(Region labeling items)
┌──
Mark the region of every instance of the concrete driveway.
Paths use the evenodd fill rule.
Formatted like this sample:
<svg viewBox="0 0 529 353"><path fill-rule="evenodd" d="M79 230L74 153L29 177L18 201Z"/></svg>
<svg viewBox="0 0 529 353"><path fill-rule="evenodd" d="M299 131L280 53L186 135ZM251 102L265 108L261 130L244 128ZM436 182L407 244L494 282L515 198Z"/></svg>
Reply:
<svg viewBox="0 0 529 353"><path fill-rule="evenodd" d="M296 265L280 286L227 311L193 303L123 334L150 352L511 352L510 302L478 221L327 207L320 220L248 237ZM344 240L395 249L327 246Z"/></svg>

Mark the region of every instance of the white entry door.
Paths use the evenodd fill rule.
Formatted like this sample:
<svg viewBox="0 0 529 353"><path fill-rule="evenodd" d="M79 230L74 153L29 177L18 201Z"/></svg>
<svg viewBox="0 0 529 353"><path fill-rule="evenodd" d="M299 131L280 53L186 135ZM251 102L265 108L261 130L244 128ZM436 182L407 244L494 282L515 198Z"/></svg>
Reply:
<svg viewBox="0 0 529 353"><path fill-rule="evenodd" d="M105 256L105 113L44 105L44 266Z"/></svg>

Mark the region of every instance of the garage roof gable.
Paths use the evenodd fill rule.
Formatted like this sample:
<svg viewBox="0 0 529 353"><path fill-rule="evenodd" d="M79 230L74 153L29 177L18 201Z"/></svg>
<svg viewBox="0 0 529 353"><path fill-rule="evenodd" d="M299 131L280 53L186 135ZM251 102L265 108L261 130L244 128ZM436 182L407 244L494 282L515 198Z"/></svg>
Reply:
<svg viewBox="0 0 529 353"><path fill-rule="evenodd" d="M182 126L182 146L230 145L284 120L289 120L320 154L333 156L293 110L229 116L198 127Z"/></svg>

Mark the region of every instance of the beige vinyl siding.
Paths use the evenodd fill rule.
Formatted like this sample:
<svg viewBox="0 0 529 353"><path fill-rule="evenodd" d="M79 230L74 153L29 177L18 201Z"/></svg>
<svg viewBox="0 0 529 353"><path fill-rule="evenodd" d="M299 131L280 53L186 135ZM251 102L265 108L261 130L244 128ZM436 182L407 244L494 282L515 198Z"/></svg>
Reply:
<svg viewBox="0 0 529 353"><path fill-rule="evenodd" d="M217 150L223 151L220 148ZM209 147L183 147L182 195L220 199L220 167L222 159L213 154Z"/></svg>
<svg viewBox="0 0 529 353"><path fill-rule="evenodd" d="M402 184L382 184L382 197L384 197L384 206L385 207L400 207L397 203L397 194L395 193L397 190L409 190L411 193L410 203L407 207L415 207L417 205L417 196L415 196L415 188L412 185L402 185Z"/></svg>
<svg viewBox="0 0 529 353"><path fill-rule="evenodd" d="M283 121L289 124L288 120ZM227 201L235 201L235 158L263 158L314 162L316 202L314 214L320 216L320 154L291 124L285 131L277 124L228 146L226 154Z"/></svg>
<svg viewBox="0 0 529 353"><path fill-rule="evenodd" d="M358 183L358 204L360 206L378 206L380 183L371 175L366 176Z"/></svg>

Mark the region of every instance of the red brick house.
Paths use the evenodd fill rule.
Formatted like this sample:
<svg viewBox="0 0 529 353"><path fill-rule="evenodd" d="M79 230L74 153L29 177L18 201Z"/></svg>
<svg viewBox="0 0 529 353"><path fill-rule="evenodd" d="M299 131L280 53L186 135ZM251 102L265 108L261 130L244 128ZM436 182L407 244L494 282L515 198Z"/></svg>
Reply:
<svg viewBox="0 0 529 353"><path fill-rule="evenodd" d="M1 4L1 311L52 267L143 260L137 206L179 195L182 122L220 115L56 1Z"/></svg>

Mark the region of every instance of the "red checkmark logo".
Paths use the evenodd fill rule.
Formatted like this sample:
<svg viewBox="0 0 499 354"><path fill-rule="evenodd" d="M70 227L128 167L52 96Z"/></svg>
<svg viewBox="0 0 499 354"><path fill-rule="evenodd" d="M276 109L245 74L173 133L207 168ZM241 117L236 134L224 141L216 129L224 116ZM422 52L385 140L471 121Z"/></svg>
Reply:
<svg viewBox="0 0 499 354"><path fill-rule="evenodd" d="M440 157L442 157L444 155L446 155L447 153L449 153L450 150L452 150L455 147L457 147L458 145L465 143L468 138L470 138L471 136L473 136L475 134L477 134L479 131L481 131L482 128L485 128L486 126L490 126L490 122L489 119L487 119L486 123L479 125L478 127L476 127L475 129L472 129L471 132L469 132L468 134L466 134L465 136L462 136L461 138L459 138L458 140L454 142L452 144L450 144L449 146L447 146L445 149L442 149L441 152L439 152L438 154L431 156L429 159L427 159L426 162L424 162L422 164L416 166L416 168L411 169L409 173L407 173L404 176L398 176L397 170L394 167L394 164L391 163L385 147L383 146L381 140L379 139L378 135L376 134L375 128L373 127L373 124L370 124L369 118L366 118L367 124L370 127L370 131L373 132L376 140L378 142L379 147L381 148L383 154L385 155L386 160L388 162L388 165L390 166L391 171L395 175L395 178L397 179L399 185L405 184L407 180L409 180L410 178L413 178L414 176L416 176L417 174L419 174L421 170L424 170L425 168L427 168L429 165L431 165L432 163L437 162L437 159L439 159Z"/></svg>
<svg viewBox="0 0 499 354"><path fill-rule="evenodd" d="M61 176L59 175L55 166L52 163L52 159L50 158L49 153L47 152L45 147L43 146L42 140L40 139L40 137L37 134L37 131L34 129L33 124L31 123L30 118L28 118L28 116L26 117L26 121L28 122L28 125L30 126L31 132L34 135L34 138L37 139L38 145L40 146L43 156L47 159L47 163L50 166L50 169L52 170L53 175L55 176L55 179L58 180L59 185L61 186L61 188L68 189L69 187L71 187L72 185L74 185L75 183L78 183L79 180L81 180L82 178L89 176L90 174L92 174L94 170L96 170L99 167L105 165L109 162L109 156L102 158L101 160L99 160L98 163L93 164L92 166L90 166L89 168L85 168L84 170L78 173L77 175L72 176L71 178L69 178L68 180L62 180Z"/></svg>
└──
▶ **TASK TO CARRY OUT**:
Arrange all of the data above as a Markdown table with the columns Row and Line. Put a row number in the first column and one line in the second, and leave out blank lines.

▶ **SOLUTION TO THE PROBLEM**:
| Row | Line |
|---|---|
| 1 | Mark the region of every instance of the concrete driveway. |
| 2 | Paths use the evenodd fill rule. |
| 3 | Formatted like this sample: |
| 4 | <svg viewBox="0 0 529 353"><path fill-rule="evenodd" d="M79 230L74 153L29 177L18 201Z"/></svg> |
| 5 | <svg viewBox="0 0 529 353"><path fill-rule="evenodd" d="M299 131L280 53L186 135ZM251 102L265 108L261 130L244 128ZM436 182L407 244L494 282L515 198Z"/></svg> |
| 6 | Reply: |
| 7 | <svg viewBox="0 0 529 353"><path fill-rule="evenodd" d="M296 265L280 286L227 311L193 303L123 334L150 352L511 352L510 302L478 221L327 207L320 220L248 237ZM344 240L395 249L327 246Z"/></svg> |
| 8 | Mark the region of every instance of the white entry door. |
| 9 | Paths use the evenodd fill rule. |
| 10 | Formatted like this sample: |
| 11 | <svg viewBox="0 0 529 353"><path fill-rule="evenodd" d="M79 230L74 153L29 177L18 201Z"/></svg> |
| 12 | <svg viewBox="0 0 529 353"><path fill-rule="evenodd" d="M299 131L280 53L186 135ZM251 102L265 108L261 130L244 128ZM436 182L407 244L494 282L515 198Z"/></svg> |
| 13 | Reply: |
| 14 | <svg viewBox="0 0 529 353"><path fill-rule="evenodd" d="M105 256L105 113L44 105L44 266Z"/></svg> |
| 15 | Mark the region of every instance of the garage roof gable. |
| 16 | Paths use the evenodd fill rule. |
| 17 | Formatted like this sample: |
| 18 | <svg viewBox="0 0 529 353"><path fill-rule="evenodd" d="M79 230L74 153L29 177L18 201Z"/></svg> |
| 19 | <svg viewBox="0 0 529 353"><path fill-rule="evenodd" d="M299 131L280 53L186 135ZM251 102L265 108L261 130L244 128ZM436 182L407 244L494 282L515 198Z"/></svg> |
| 20 | Reply: |
| 21 | <svg viewBox="0 0 529 353"><path fill-rule="evenodd" d="M182 126L182 146L230 145L284 120L289 120L320 154L333 156L293 110L229 116L198 127Z"/></svg> |
| 22 | Mark the region of every instance of the beige vinyl siding. |
| 23 | Paths use the evenodd fill rule. |
| 24 | Formatted like this sample: |
| 25 | <svg viewBox="0 0 529 353"><path fill-rule="evenodd" d="M79 230L74 153L29 177L18 201Z"/></svg> |
| 26 | <svg viewBox="0 0 529 353"><path fill-rule="evenodd" d="M299 131L280 53L186 135ZM251 102L265 108L261 130L244 128ZM436 182L407 244L494 282L515 198Z"/></svg> |
| 27 | Reply: |
| 28 | <svg viewBox="0 0 529 353"><path fill-rule="evenodd" d="M217 150L223 151L220 148ZM209 147L183 147L182 195L220 199L220 167L222 159L213 154Z"/></svg> |
| 29 | <svg viewBox="0 0 529 353"><path fill-rule="evenodd" d="M402 184L382 184L382 197L384 197L384 206L385 207L400 207L397 203L397 194L395 193L397 190L409 190L411 193L410 203L407 207L415 207L417 205L417 196L415 196L415 188L412 185L402 185Z"/></svg> |
| 30 | <svg viewBox="0 0 529 353"><path fill-rule="evenodd" d="M283 121L289 124L288 120ZM227 201L235 201L235 158L263 158L314 162L316 202L314 214L320 216L320 154L291 124L285 131L277 124L228 146L226 154Z"/></svg> |
| 31 | <svg viewBox="0 0 529 353"><path fill-rule="evenodd" d="M358 183L358 204L360 206L378 206L380 183L371 175L366 176Z"/></svg> |
| 32 | Mark the region of every instance of the red brick house. |
| 33 | Paths use the evenodd fill rule. |
| 34 | Formatted like this sample: |
| 35 | <svg viewBox="0 0 529 353"><path fill-rule="evenodd" d="M79 230L74 153L29 177L18 201Z"/></svg> |
| 36 | <svg viewBox="0 0 529 353"><path fill-rule="evenodd" d="M299 131L280 53L186 135ZM251 102L265 108L261 130L244 128ZM436 182L407 244L494 282L515 198Z"/></svg> |
| 37 | Reply: |
| 38 | <svg viewBox="0 0 529 353"><path fill-rule="evenodd" d="M1 4L1 311L52 267L143 260L137 206L179 195L182 122L220 115L56 1Z"/></svg> |
| 39 | Mark the region of every instance of the "red checkmark logo". |
| 40 | Paths use the evenodd fill rule. |
| 41 | Formatted like this sample: |
| 42 | <svg viewBox="0 0 499 354"><path fill-rule="evenodd" d="M70 227L128 167L52 96Z"/></svg> |
| 43 | <svg viewBox="0 0 499 354"><path fill-rule="evenodd" d="M276 109L245 74L173 133L207 168ZM241 117L236 134L224 141L216 129L224 116ZM422 52L385 140L471 121Z"/></svg> |
| 44 | Reply: |
| 45 | <svg viewBox="0 0 499 354"><path fill-rule="evenodd" d="M440 157L442 157L444 155L446 155L447 153L449 153L450 150L452 150L455 147L457 147L458 145L465 143L468 138L470 138L471 136L473 136L475 134L477 134L479 131L481 131L482 128L485 128L486 126L490 126L490 122L489 119L487 119L486 123L479 125L478 127L476 127L475 129L472 129L471 132L469 132L468 134L466 134L465 136L462 136L461 138L459 138L458 140L454 142L452 144L450 144L449 146L447 146L445 149L442 149L441 152L439 152L438 154L431 156L429 159L427 159L426 162L424 162L422 164L416 166L416 168L411 169L409 173L407 173L404 176L398 176L397 170L394 167L394 164L391 163L385 147L383 146L381 140L379 139L378 135L376 134L375 128L373 127L373 124L370 124L369 118L366 118L367 124L370 127L370 131L373 132L376 140L378 142L379 147L381 148L383 154L385 155L386 160L388 162L388 165L390 166L391 171L395 175L395 178L397 179L399 185L405 184L407 180L409 180L410 178L413 178L414 176L416 176L417 174L419 174L421 170L424 170L425 168L427 168L429 165L431 165L432 163L437 162L437 159L439 159Z"/></svg> |
| 46 | <svg viewBox="0 0 499 354"><path fill-rule="evenodd" d="M61 176L59 175L55 166L52 163L52 159L50 158L49 153L47 152L45 147L43 146L42 140L40 139L40 137L37 134L37 131L34 129L33 124L31 123L30 118L28 118L28 116L26 117L26 121L28 122L28 125L30 126L31 132L34 135L34 138L37 139L38 145L40 146L43 156L47 159L47 163L50 166L50 169L52 170L53 175L55 176L55 179L58 180L59 185L61 186L61 188L68 189L69 187L71 187L72 185L74 185L75 183L78 183L79 180L81 180L82 178L89 176L90 174L92 174L94 170L96 170L99 167L105 165L109 162L109 156L102 158L101 160L99 160L98 163L93 164L92 166L90 166L89 168L85 168L84 170L78 173L77 175L72 176L71 178L69 178L68 180L62 180Z"/></svg> |